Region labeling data
- - - - - - -

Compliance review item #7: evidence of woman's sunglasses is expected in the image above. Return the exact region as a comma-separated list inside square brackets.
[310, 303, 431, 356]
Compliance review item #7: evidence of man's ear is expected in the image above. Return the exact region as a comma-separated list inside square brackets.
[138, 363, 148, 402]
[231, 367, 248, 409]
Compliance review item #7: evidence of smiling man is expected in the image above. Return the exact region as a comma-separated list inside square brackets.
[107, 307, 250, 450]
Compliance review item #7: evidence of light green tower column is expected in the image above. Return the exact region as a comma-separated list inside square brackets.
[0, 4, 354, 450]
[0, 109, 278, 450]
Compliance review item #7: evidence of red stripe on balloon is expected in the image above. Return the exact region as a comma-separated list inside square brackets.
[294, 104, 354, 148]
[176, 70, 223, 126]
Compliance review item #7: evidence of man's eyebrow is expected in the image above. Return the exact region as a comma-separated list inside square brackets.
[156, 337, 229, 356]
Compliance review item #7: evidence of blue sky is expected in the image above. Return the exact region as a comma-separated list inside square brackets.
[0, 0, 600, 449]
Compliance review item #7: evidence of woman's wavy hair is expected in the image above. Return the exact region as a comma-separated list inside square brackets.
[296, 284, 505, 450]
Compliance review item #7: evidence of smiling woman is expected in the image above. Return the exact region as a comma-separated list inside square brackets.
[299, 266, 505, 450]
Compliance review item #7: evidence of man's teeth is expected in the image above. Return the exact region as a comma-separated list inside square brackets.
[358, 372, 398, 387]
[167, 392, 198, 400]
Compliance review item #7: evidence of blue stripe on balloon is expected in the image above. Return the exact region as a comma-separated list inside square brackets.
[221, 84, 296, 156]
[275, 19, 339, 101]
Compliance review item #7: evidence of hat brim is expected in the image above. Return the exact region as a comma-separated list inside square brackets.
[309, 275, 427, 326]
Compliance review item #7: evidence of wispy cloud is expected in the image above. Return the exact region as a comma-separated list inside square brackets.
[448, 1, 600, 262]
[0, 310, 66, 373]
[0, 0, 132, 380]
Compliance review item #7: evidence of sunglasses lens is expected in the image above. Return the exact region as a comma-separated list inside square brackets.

- - - - - - -

What the task asks
Will you reproduce the data above verbatim, starting at the line with "Compliance review item #7: evidence of blue stripe" and continuing through the final line, with both ends included?

Solution
Compliance review item #7: evidence of blue stripe on balloon is expected in the image above. Return the exact region as a comma-separated list inside square brackets.
[221, 84, 296, 156]
[275, 19, 339, 101]
Compliance review item #7: evidence of hat brim is expected in the image above. Return the exact region as a comma-separated list inside square brackets.
[309, 275, 427, 326]
Compliance review item #7: evidence of wispy cloud is expected in the image above. Return the exact region as a comma-separated list inside square brackets.
[448, 1, 600, 262]
[0, 310, 66, 373]
[0, 0, 132, 380]
Compliance review item #7: evidence of sunglasses lens is expected in the image above. Return the exact region as a comma-separated list inside square brackets.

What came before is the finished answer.